*WORKING DATA:*

------------------------------

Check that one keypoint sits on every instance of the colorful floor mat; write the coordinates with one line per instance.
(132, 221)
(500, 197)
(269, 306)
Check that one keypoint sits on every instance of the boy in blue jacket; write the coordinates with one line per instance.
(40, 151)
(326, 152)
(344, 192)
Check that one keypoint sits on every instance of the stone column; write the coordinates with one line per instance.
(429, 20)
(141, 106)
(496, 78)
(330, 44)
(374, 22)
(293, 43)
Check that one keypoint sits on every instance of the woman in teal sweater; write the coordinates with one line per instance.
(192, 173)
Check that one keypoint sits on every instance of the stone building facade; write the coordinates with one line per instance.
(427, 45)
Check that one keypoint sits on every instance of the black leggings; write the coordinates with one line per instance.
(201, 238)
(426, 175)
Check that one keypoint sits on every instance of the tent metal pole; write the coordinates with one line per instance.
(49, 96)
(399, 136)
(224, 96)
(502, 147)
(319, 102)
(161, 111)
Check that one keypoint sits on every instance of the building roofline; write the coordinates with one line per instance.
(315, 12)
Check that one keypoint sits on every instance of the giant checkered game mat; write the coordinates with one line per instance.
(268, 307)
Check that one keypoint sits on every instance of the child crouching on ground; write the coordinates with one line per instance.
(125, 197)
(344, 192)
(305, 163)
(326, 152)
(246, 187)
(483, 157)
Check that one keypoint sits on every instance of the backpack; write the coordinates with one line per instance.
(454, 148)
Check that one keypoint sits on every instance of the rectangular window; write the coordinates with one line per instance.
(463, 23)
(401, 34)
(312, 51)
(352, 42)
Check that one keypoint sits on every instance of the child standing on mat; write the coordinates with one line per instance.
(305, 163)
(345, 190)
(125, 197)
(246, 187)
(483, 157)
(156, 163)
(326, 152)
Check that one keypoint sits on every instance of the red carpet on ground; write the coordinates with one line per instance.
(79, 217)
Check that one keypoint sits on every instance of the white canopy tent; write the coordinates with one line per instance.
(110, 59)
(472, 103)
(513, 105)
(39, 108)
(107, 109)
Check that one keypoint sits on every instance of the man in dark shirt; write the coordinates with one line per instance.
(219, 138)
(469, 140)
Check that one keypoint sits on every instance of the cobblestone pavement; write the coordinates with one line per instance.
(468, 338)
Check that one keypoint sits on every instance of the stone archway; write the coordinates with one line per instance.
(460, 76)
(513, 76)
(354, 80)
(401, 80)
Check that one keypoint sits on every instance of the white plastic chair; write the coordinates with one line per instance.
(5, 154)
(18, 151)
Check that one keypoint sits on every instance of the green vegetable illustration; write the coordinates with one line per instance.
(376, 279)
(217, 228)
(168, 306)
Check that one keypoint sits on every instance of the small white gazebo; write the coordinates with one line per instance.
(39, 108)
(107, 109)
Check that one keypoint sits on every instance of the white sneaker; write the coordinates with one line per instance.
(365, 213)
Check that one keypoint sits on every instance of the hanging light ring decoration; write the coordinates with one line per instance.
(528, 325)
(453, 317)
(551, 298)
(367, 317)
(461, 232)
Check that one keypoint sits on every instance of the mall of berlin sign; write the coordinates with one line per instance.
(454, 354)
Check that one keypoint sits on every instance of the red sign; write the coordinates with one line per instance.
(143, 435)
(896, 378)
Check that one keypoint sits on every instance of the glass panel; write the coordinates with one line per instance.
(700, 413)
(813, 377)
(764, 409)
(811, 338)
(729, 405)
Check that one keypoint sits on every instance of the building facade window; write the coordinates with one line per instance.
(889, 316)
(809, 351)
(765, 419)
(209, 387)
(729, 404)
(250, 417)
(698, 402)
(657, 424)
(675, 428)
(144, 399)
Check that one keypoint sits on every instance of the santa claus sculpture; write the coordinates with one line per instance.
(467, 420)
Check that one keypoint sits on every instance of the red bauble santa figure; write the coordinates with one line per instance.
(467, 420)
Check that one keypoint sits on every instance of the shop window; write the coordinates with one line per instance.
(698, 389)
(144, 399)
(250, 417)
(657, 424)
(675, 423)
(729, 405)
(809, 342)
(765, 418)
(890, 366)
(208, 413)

------------------------------

*EXERCISE PROMPT:* Write out the entries above word for word.

*ANSWER TO THE PROBLEM:*
Check that one keypoint sits on every instance of the colorful floor mat; write the coordinates with one line per instance.
(132, 221)
(500, 197)
(269, 306)
Check that one keypoint sits on every instance of the boy in blue jacket; write the coordinates with one line per instance.
(40, 151)
(326, 152)
(344, 192)
Check that one keypoint sits on every instance of the stone column; write the coordinates with one line per instance.
(429, 20)
(141, 106)
(496, 78)
(330, 44)
(374, 22)
(293, 43)
Check that one keypoint sits on every instance of the woman in teal sweater; write the coordinates with one line per instance.
(192, 173)
Check that one keypoint sits on every instance of the stone building facade; write the coordinates with one line per instance.
(427, 45)
Check that one keypoint sits on every instance of the black leggings; write the coordinates with one line per instance.
(201, 238)
(426, 175)
Check that one keypoint sits on every instance of the tent metal pole; write the coordinates with one line per instance.
(49, 96)
(399, 136)
(224, 96)
(502, 147)
(319, 102)
(161, 111)
Check that one keypoint sits on every instance of the building roofline; write the coordinates with one line per instance.
(315, 12)
Check that one keypoint sits on every instance of the giant checkered game mat; write the coordinates with one line per instance.
(268, 307)
Check that one keypoint sits on every instance of the child crouching on ground; write the coordinates with one line per instance.
(125, 197)
(344, 192)
(305, 163)
(326, 152)
(246, 187)
(483, 157)
Check that one keypoint sits on every instance of the backpack; write the coordinates with one line per instance.
(454, 148)
Check that one keypoint sits on every instance of the rectangular window; write the coordinates with one line per instance.
(463, 23)
(401, 34)
(312, 51)
(352, 42)
Check that one keypoint sits on every instance of the child standing on mat; write the coordinates with one line per instance.
(305, 163)
(345, 190)
(125, 197)
(246, 187)
(483, 157)
(156, 163)
(326, 152)
Check that one keypoint sits on every instance of the red carpet on ground; write the coordinates with one line per instance.
(79, 217)
Check that one keypoint sits on every instance of the white canopy tent; write the coordinates with one line per instance.
(110, 59)
(472, 103)
(513, 105)
(39, 108)
(107, 109)
Check that one keypoint sits on every instance of the man in dark shirt; write the coordinates with one line per instance.
(219, 138)
(469, 140)
Check that one keypoint sits on every instance of the cobblestone pavement; write the coordinates with one line per instance.
(468, 338)
Check that one keypoint sits on every instance of the stone archway; write the coordinates with one line per instance.
(460, 76)
(513, 76)
(354, 80)
(401, 80)
Check that one keypoint sits on every instance of the white plastic chair; write the coordinates with one line per instance.
(5, 154)
(18, 151)
Check that one keypoint sits on every instance of the green vegetable illustration; write the coordinates with one line per instance.
(376, 279)
(217, 228)
(168, 306)
Check that one keypoint sits on every instance of the small white gazebo; write the coordinates with one line per instance.
(39, 108)
(107, 109)
Check that one keypoint sits on every instance of the white sneaker; write the coordinates with one line per instance.
(365, 213)
Check that one keypoint sits on every instance of the hanging light ring decoration; write the coordinates with one line per instance.
(528, 325)
(453, 317)
(551, 298)
(367, 317)
(461, 232)
Check that one keypoint sits on every instance of the mall of berlin sign; write the coordinates with one line per instance.
(454, 354)
Check that one keypoint sits on every instance of the red sign; write the coordinates with one line per instance.
(143, 435)
(896, 378)
Check that one keypoint sits on every instance of the glass panel; write the coordinates with one line per instance.
(700, 413)
(813, 377)
(764, 409)
(811, 338)
(729, 405)
Check that one keypoint sits on every instance of the building facade window; write the coordinates with one line per instance.
(889, 316)
(809, 351)
(765, 419)
(209, 387)
(729, 404)
(250, 417)
(698, 402)
(657, 424)
(675, 428)
(144, 399)
Check that one keypoint sits on every instance of the santa claus sculpture; write the coordinates with one line per instance.
(467, 420)
Check that one keypoint sits on every instance of the red bauble santa figure; write the coordinates with one line per instance.
(467, 420)
Check that one keypoint sits on every instance of the shop window; write the coordinates with one line per instance.
(698, 389)
(144, 399)
(250, 417)
(657, 424)
(675, 423)
(729, 405)
(809, 342)
(765, 418)
(890, 366)
(208, 413)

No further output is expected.